- MATERIAL PROVIDED:
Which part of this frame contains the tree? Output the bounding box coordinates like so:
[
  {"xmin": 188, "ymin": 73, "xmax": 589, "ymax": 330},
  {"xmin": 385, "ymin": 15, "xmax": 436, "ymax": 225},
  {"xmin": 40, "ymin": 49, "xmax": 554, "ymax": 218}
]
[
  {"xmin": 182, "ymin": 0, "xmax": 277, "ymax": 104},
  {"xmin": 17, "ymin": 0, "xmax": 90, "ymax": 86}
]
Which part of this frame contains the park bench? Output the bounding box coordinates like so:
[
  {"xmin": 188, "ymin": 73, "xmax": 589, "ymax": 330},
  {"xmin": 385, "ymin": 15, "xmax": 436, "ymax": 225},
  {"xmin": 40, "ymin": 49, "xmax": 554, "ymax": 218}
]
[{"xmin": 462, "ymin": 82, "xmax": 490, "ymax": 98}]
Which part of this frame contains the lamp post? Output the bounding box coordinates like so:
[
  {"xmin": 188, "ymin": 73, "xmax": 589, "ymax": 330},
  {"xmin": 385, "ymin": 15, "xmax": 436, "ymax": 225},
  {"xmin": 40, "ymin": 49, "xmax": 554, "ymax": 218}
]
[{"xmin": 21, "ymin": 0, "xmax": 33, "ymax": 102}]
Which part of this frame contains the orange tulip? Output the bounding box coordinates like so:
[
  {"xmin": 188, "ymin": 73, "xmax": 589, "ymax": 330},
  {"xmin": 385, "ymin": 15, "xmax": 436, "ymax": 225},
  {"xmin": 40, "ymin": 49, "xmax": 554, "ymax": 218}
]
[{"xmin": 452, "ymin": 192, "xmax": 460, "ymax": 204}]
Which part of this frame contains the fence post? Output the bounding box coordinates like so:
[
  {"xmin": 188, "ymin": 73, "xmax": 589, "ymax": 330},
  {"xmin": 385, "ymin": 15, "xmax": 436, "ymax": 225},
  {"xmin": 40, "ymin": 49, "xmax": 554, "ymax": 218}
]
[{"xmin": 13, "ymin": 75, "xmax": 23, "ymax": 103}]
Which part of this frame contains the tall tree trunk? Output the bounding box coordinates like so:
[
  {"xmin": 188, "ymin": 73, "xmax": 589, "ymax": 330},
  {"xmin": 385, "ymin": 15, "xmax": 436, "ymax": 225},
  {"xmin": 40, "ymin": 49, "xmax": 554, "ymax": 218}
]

- WHAT IS ASKED:
Starting with the line that contains "Which part of this frame contains the lamp" and running through the last line of the rows, rewrite each line as an item in a numbered list, skipping any blank lines.

- ANSWER TO THE EXERCISE:
1. Which part of this frame contains the lamp post? Output the bounding box coordinates like so:
2. [
3.   {"xmin": 188, "ymin": 73, "xmax": 589, "ymax": 330},
4.   {"xmin": 385, "ymin": 15, "xmax": 436, "ymax": 225},
5.   {"xmin": 40, "ymin": 49, "xmax": 554, "ymax": 218}
6. ]
7. [{"xmin": 21, "ymin": 0, "xmax": 33, "ymax": 102}]
8. Which part of this frame contains the orange tulip? Output the bounding box coordinates like so:
9. [
10.   {"xmin": 188, "ymin": 73, "xmax": 589, "ymax": 330},
11.   {"xmin": 385, "ymin": 15, "xmax": 436, "ymax": 225},
12.   {"xmin": 40, "ymin": 49, "xmax": 554, "ymax": 218}
13. ]
14. [{"xmin": 452, "ymin": 192, "xmax": 460, "ymax": 204}]
15. Which part of this frame contains the fence post? Output the bounding box coordinates like so:
16. [
17.   {"xmin": 188, "ymin": 73, "xmax": 589, "ymax": 330},
18.   {"xmin": 385, "ymin": 15, "xmax": 436, "ymax": 225},
19.   {"xmin": 40, "ymin": 49, "xmax": 554, "ymax": 218}
20. ]
21. [{"xmin": 13, "ymin": 75, "xmax": 23, "ymax": 103}]
22. Which part of this frame contains the tall tree trunk? Output the bounding box coordinates like so:
23. [
24.   {"xmin": 188, "ymin": 73, "xmax": 589, "ymax": 330},
25.   {"xmin": 385, "ymin": 15, "xmax": 436, "ymax": 225},
26.   {"xmin": 40, "ymin": 49, "xmax": 554, "ymax": 218}
27. ]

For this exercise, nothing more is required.